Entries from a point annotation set
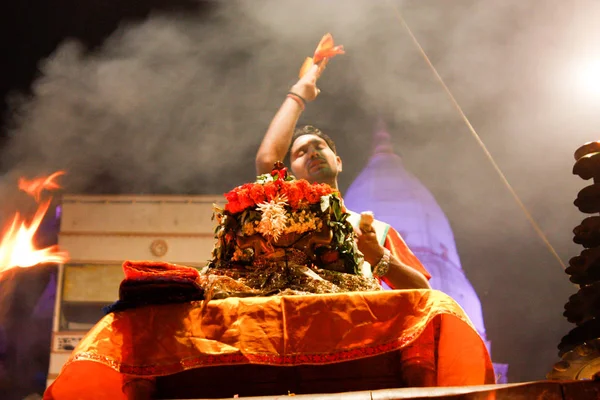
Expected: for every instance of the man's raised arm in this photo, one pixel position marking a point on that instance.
(278, 138)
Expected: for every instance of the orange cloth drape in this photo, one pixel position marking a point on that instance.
(278, 330)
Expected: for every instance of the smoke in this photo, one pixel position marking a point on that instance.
(179, 104)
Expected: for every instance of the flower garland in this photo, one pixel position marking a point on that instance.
(274, 206)
(276, 185)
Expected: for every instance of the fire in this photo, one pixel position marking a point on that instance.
(16, 246)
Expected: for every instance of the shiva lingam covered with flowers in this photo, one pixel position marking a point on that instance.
(280, 235)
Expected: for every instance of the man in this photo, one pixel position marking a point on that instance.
(313, 157)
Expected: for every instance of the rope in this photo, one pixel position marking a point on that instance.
(516, 197)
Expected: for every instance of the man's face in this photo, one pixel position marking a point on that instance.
(312, 159)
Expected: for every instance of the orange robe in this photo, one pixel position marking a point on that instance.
(426, 326)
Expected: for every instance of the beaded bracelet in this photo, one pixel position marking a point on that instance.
(383, 265)
(298, 99)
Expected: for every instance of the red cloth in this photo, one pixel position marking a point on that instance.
(159, 271)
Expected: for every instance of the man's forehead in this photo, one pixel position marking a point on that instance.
(306, 140)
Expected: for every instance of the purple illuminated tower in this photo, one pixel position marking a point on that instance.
(395, 196)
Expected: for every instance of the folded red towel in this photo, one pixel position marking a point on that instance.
(155, 282)
(159, 271)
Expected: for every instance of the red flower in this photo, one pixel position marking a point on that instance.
(294, 195)
(312, 195)
(271, 190)
(257, 193)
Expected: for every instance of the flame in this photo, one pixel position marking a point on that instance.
(34, 187)
(16, 247)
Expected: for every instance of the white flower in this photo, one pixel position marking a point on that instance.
(273, 218)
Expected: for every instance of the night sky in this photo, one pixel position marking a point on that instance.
(174, 97)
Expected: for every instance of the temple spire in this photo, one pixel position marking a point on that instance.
(382, 140)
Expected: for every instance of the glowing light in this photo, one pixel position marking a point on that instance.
(587, 78)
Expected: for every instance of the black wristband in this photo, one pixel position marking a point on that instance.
(298, 96)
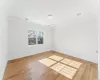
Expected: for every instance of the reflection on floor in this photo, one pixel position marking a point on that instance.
(66, 67)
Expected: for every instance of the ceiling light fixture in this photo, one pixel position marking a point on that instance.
(78, 14)
(49, 16)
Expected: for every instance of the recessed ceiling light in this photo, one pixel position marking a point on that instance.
(78, 14)
(26, 18)
(49, 16)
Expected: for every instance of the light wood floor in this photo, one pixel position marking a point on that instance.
(29, 68)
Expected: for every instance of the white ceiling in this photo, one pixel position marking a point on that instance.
(63, 11)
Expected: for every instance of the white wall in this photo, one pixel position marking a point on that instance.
(18, 38)
(78, 38)
(3, 39)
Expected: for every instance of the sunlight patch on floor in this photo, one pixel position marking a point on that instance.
(57, 67)
(66, 67)
(55, 57)
(68, 72)
(75, 64)
(47, 62)
(66, 61)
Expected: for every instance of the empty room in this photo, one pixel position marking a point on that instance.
(49, 40)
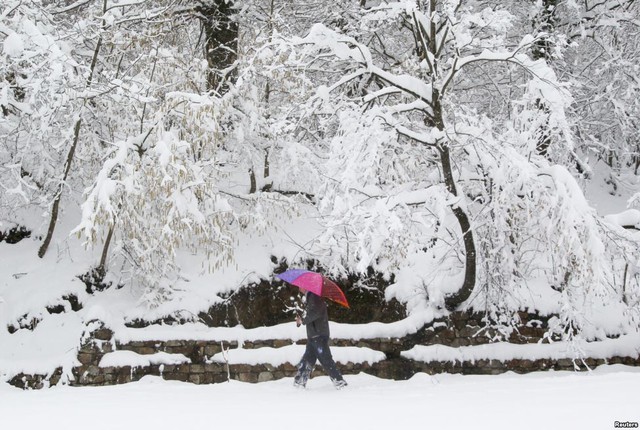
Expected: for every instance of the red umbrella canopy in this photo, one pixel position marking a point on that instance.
(315, 283)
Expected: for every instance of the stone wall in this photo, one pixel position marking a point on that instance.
(460, 329)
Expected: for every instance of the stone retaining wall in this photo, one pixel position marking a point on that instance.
(459, 329)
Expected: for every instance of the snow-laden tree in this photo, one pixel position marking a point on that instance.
(427, 149)
(38, 81)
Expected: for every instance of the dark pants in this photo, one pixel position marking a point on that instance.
(317, 350)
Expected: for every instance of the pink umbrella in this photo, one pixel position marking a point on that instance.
(315, 283)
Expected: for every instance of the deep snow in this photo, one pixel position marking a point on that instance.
(545, 400)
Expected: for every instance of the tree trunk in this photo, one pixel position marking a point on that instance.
(56, 201)
(221, 44)
(55, 209)
(456, 299)
(546, 22)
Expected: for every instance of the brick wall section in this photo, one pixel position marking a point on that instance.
(461, 329)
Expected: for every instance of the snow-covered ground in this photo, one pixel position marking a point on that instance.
(547, 400)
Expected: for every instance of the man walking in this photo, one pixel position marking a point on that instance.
(316, 319)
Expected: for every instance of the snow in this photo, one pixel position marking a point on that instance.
(292, 353)
(13, 45)
(554, 400)
(130, 358)
(626, 346)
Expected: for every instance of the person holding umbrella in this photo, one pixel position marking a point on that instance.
(316, 320)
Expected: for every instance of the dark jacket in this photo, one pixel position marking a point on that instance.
(316, 317)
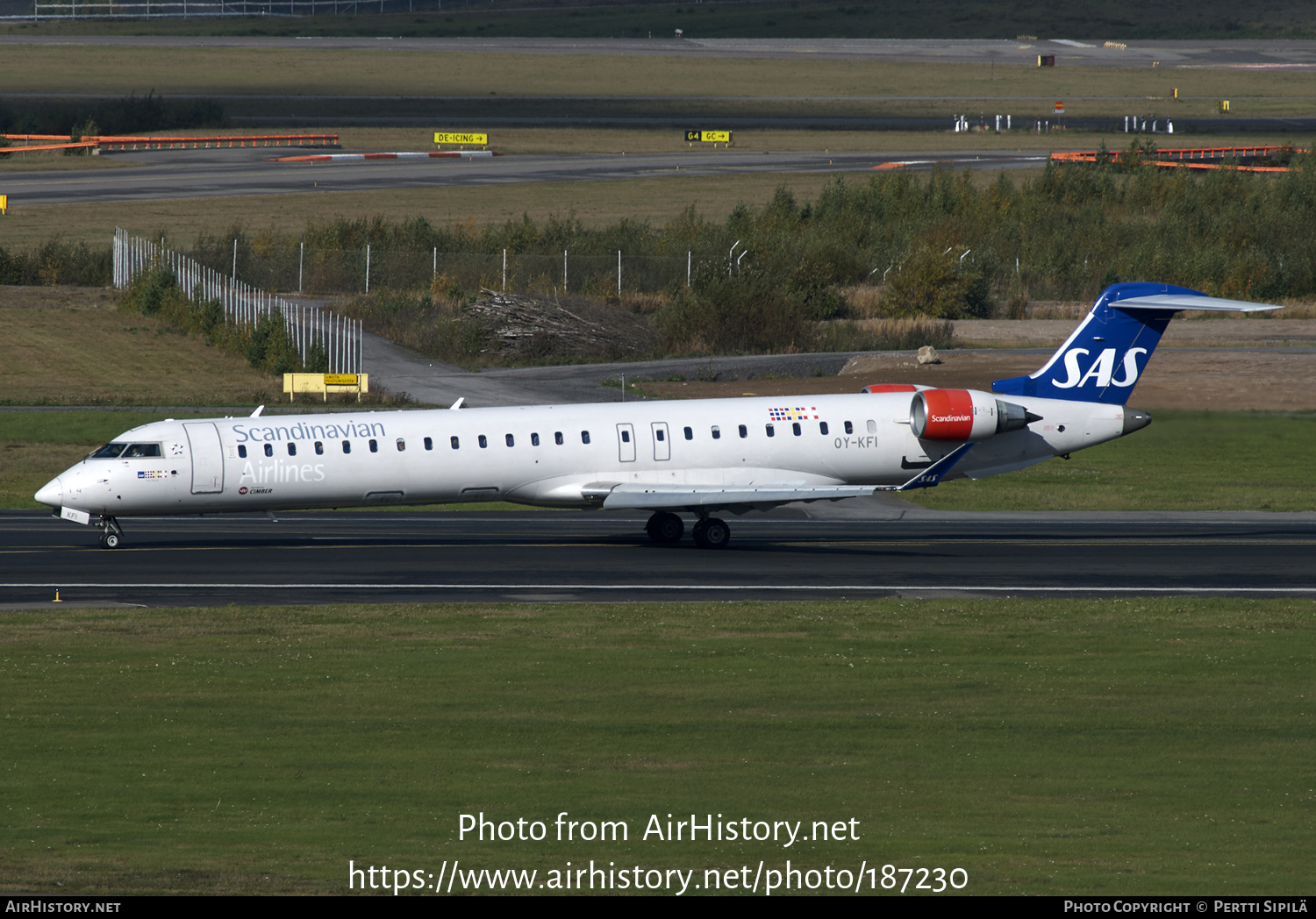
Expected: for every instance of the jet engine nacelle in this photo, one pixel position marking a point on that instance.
(965, 415)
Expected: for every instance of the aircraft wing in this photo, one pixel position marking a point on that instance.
(739, 498)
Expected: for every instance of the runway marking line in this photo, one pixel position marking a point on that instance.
(808, 588)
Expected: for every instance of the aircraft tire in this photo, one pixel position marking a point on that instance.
(665, 527)
(712, 532)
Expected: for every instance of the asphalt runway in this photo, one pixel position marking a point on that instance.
(1192, 53)
(228, 173)
(853, 548)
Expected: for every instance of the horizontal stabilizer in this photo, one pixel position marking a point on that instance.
(1108, 352)
(1178, 302)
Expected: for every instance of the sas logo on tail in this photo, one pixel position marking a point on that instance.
(1100, 370)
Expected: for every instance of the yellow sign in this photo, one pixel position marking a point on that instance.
(325, 383)
(452, 137)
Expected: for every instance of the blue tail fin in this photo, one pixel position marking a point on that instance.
(1105, 357)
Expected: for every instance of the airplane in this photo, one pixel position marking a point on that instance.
(699, 457)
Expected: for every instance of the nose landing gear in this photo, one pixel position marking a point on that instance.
(112, 534)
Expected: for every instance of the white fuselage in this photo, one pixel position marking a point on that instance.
(545, 454)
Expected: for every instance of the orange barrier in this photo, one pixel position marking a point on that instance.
(36, 137)
(108, 142)
(218, 141)
(79, 145)
(1192, 158)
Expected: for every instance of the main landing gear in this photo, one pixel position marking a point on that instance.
(111, 534)
(666, 527)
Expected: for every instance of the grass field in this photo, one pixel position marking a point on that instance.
(1119, 747)
(594, 203)
(74, 346)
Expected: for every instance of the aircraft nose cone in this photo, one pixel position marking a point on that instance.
(52, 493)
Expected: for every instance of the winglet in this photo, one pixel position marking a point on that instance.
(933, 474)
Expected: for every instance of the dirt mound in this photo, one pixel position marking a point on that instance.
(534, 328)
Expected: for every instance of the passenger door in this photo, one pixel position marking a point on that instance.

▶ [Exercise] Set down the lines of all the entries above, word for word, leaving the pictures out.

▶ [Full output]
Expected: for every instance of the man's raised arm in this photo, one pixel position marking a point on that instance.
(278, 138)
Expected: for every instance of the orange cloth drape in this photo, one pixel position marking a point on that instance.
(278, 330)
Expected: for every instance of the smoke in this photo, one pixel position marking a point on that instance.
(179, 104)
Expected: for every instance of the flower garland in this photo, one pixel position marking a point on that instance.
(274, 206)
(276, 185)
Expected: for every instance of the fire in this photo, one pixel position marking a point on that instance.
(16, 246)
Expected: for every instance of the shiva lingam covered with flowers in this photo, one pixel position marking a point on that instance.
(280, 235)
Expected: for every instance of the man in this photo, one pixel position marking a point on that instance.
(313, 157)
Expected: for every instance of the rope in this photo, one pixel position marking a point on that instance.
(516, 197)
Expected: for every instance of the man's face in this photo, one pixel position marking a point on that instance.
(312, 159)
Expected: for every instance of the orange robe in this photo, one pixel position marking a point on that instance.
(426, 326)
Expected: for every instance of the beaded bracelet in this photo, one pixel position marking a point on that instance.
(383, 265)
(298, 99)
Expected: for every instance of the red cloth in this photo, one pixel position marking a point on that instance.
(159, 271)
Expected: for every instance of the man's forehead in this photo, one pixel position marking a point on that instance.
(306, 140)
Expected: for every instance of the purple illuminated tower in this photo, one pixel position marking a point on that instance.
(395, 196)
Expected: for every instance of the folded red towel in this photo, one pixel position marking a point on that instance.
(155, 282)
(159, 271)
Expected: for every instance of the red flower in this photo, one pixel position marking a point on that instance.
(294, 195)
(312, 195)
(271, 190)
(257, 193)
Expected: for every instance of the flame in this photo, one pixel position marking a point on that instance.
(34, 187)
(16, 247)
Expected: for every instance of the white flower in this photo, one pixel position marking a point on that instance.
(273, 218)
Expected: for every instance of the night sky in this photo, one pixel position marking a point on that instance.
(174, 97)
Expected: for every instance of the temple spire in this photo, one pixel position marking a point on that instance.
(382, 140)
Expected: for every instance of the glowing light in this photo, one pixel position marking a point on that instance.
(587, 78)
Expected: for every instance of the black wristband in this photo, one pixel position marking a point on that instance.
(298, 96)
Expected: for every instance of the reflection on floor in this photo, one pixel position marking a point on that instance.
(66, 67)
Expected: for every instance of the ceiling light fixture in this photo, one pixel position marking a point on that instance.
(78, 14)
(49, 16)
Expected: for every instance of the recessed ceiling light in this photo, one pixel position marking a point on that instance.
(78, 14)
(26, 18)
(49, 16)
Expected: for every instance of the light wood floor in this photo, one pixel position marking a point on that instance.
(29, 68)
Expected: for every instance of the white ceiling in this photo, one pixel position marking a point on that instance.
(63, 11)
Expected: for every instance of the white wall in this photo, one pixel position marking a point on that instance.
(18, 38)
(78, 38)
(3, 39)
Expected: for every instance of the sunlight patch on floor in this photo, one pixel position marking a point on that instance.
(57, 67)
(66, 67)
(55, 57)
(68, 72)
(75, 64)
(47, 62)
(66, 61)
Expected: for every instance of the empty room in this photo, one pixel position marking a point on that instance.
(49, 40)
Expected: for every instance of the red umbrella canopy in this photo, one pixel position marking a point on that instance.
(315, 283)
Expected: for every instance of the stone wall in this photo, one pixel position marking a point on that instance.
(460, 329)
Expected: for every instance of the stone retaining wall in this photo, one pixel position marking a point on that instance.
(459, 329)
Expected: for every instance of the snow-laden tree in this photo, one pixel position marking a point on that instance.
(427, 149)
(38, 81)
Expected: for every instance of the dark pants in this photo, one pixel position marking a point on that instance.
(317, 350)
Expected: for every instance of the pink umbrella in this photo, one pixel position marking a point on that instance.
(315, 283)
Expected: for every instance of the deep snow in this photo, one pixel position marking a point on that instance.
(545, 400)
Expected: for every instance of the tree trunk in this photo, one pixel position marking a point on that instance.
(56, 201)
(221, 44)
(55, 209)
(456, 299)
(546, 22)
Expected: for every instance of the brick wall section in this photo, one pixel position marking a point on that instance.
(461, 329)
Expected: for every instance of the snow-covered ground in this photo, one pixel position marking a point on that instance.
(547, 400)
Expected: for every instance of the man walking in this photo, one pixel position marking a point on that instance.
(316, 319)
Expected: for every instance of the snow in this photo, one pixel position marking a point on that instance.
(292, 353)
(13, 45)
(554, 400)
(130, 358)
(626, 346)
Expected: for every instance of the person holding umbrella in this photo, one pixel position marking a point on that instance.
(316, 320)
Expected: for every instance of the dark jacket in this photo, one pixel position marking a point on that instance.
(316, 317)
Expected: for every instance of the jet engine nacelle in this photo, one pixel position marking a point on that instance.
(965, 415)
Expected: for every instance of the aircraft wing in this photo, one pixel position marking a point on that instance.
(739, 498)
Expected: for every instance of the runway marking line in this photo, one pixel position marking a point on that instance.
(808, 588)
Expected: for every instance of the aircraft tire in this photo, one pixel position marking a point on that instance.
(665, 527)
(712, 532)
Expected: for every instance of the asphalt runway in this photo, one pixel position marking a point on that instance.
(1192, 53)
(228, 173)
(853, 548)
Expected: for every instance of the horizontal stabilizer in this photo, one pixel position marking a point on that instance.
(1108, 352)
(1178, 302)
Expected: for every instance of the sas logo on tail in this photo, one pixel position marking a point on that instance.
(1100, 370)
Expected: for every instance of the yellow sign in this photo, one pixel position marking a point on that instance.
(325, 383)
(452, 137)
Expected: for every instance of the blue tail fin in this photo, one pixel position marking a point on that instance.
(1105, 357)
Expected: for every instance of the airplane in this photo, one pixel position marking a point on that instance.
(699, 457)
Expected: for every instance of the nose landing gear in this photo, one pixel position marking a point on that instance.
(112, 534)
Expected: for every instance of the white fuselage in this photo, one pixel position marking a point on that instance.
(545, 454)
Expected: for every instance of the orange barrier in this photo, one pixel position marking a point on that instance.
(36, 137)
(108, 142)
(218, 141)
(79, 145)
(1192, 158)
Expected: for every instance of the main landing gear in this photo, one pixel position marking a point on that instance.
(111, 534)
(666, 527)
Expected: for every instance of the grass field in this photo, one pixel position marking a point on that instance.
(1119, 747)
(594, 203)
(74, 346)
Expected: for every instance of the aircraft nose cone in this photo, one pixel position marking a point on that instance.
(52, 493)
Expected: for every instance of the winglet in this photo, one pixel position marking a point on that instance.
(933, 474)
Expected: for every instance of the dirt mound in this photo, one pixel position marking a point on that instance.
(534, 328)
Expected: for every instance of the passenger door in this photo, one pixel position marking a point on that instance.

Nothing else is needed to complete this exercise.